►

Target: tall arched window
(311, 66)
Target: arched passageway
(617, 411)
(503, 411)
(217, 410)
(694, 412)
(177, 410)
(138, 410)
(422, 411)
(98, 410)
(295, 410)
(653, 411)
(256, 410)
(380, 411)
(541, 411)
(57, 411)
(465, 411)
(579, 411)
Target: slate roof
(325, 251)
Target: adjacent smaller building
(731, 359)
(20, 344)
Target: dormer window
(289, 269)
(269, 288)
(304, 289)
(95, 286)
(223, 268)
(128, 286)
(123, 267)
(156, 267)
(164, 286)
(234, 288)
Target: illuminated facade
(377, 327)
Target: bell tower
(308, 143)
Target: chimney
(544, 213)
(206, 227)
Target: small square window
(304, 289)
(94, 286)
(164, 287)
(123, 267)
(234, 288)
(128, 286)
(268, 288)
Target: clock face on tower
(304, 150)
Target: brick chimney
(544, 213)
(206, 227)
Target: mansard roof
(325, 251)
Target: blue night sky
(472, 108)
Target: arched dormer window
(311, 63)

◄

Aim of the task
Write out every record again, exactly as it was written.

Written reply
Target: tall arched window
(311, 66)
Target: arched passageway
(617, 411)
(503, 411)
(217, 410)
(694, 412)
(177, 410)
(138, 410)
(422, 411)
(98, 410)
(295, 410)
(653, 411)
(256, 410)
(380, 411)
(541, 411)
(57, 411)
(465, 411)
(579, 411)
Target: slate roof
(325, 251)
Target: adjacent smaller building
(731, 359)
(20, 344)
Target: dormer window
(289, 269)
(269, 288)
(304, 289)
(95, 286)
(223, 268)
(128, 286)
(123, 267)
(156, 267)
(164, 286)
(234, 288)
Target: illuminated facade
(377, 327)
Target: bell tower
(308, 143)
Target: chimney
(544, 213)
(206, 227)
Target: small square window
(304, 289)
(94, 286)
(164, 287)
(123, 267)
(234, 288)
(128, 286)
(268, 288)
Target: clock face on tower
(304, 150)
Target: brick chimney
(544, 213)
(206, 227)
Target: mansard roof
(325, 251)
Target: blue night sky
(472, 108)
Target: arched dormer window
(311, 63)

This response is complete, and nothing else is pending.